■ **TRECHO FORNECIDO**:
◆ ◆ ◆ ◆ ◆ ◆ ◆
5. Ressonâncias. A escravidão não é responsabilidade dos que são escravos, foi castigo
dos deuses; a direção política é dos filósofos e o ideal é um governo
aristocrático (dos melhores); as verdades não são deste mundo e só a razão pode
descobri-las, são metafísicas (metà, além + physikon, físico, de physis,
natureza); as verdades independem dos humanos, as idéias têm uma existência
imaterial autônoma e própria. Essa herança influenciou o Cristianismo
(Agostinho cristianiza esse pensamento e justifica o poder de dez séculos da
Igreja Católica no ocidente) e embasa a idéia de conhecimento como descoberta.
Aristóteles, aluno de Platão por 20 anos, se contrapôs a Platão quanto ao
método de conhecimento, não quanto ao caráter metafísico das verdades. Após
alguns anos fora, torna-se preceptor de Alexandre por 6 anos e funda sua
própria escola (num bosque dedicado a Apolo Liceios, deus dos pastores),o
Liceu. Para Aristóteles, os dois mundos se juntam na realidade, então a verdade
não está no mundo das idéias mas aqui mesmo, onde matéria e
forma se unem. Platão é um
racionalista, a razão independe da experiência deste mundo; Aristóteles é um
empirista, o conhecimento vem da experimentação e observação do mundo, sendo a
razão a ferramenta afiada pela lógica.
◆ ◆ ◆ ◆ ◆ ◆ ◆
(Uma série de registros)
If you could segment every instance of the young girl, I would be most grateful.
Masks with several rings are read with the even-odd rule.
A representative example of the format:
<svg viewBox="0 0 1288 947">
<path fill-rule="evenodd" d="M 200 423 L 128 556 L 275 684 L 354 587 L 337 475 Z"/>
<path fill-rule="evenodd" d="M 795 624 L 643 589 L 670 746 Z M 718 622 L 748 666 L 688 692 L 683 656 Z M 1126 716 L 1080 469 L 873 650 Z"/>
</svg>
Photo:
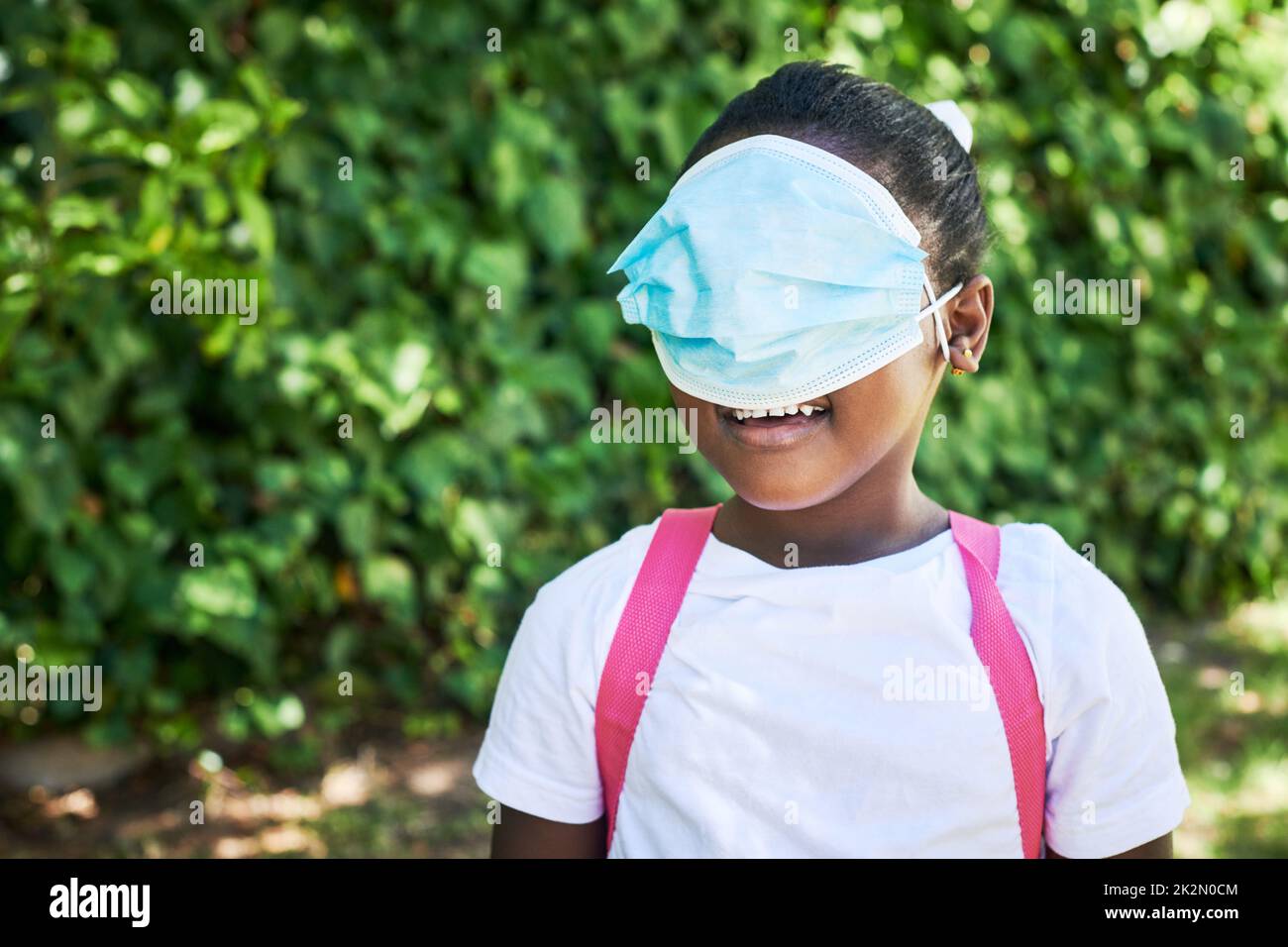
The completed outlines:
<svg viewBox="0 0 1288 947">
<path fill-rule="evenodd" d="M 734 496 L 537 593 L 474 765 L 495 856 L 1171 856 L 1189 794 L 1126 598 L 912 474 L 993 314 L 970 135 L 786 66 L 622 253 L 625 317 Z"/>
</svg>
◆ ◆ ◆ ◆ ◆ ◆ ◆
■ **QUESTÃO 1**: Segundo o trecho sobre Platão e Aristóteles, por quantos anos Aristóteles foi aluno de Platão?
■ **QUESTÃO 2**: Extraia do trecho sobre Platão e Aristóteles tudo o que vai de "5. Ressonâncias. A" até "conhecimento como descoberta.".

■ **RESPOSTA 1**: Por 20 anos.

■ **RESPOSTA 2**:
5. Ressonâncias. A escravidão não é responsabilidade dos que são escravos, foi castigo
dos deuses; a direção política é dos filósofos e o ideal é um governo
aristocrático (dos melhores); as verdades não são deste mundo e só a razão pode
descobri-las, são metafísicas (metà, além + physikon, físico, de physis,
natureza); as verdades independem dos humanos, as idéias têm uma existência
imaterial autônoma e própria. Essa herança influenciou o Cristianismo
(Agostinho cristianiza esse pensamento e justifica o poder de dez séculos da
Igreja Católica no ocidente) e embasa a idéia de conhecimento como descoberta.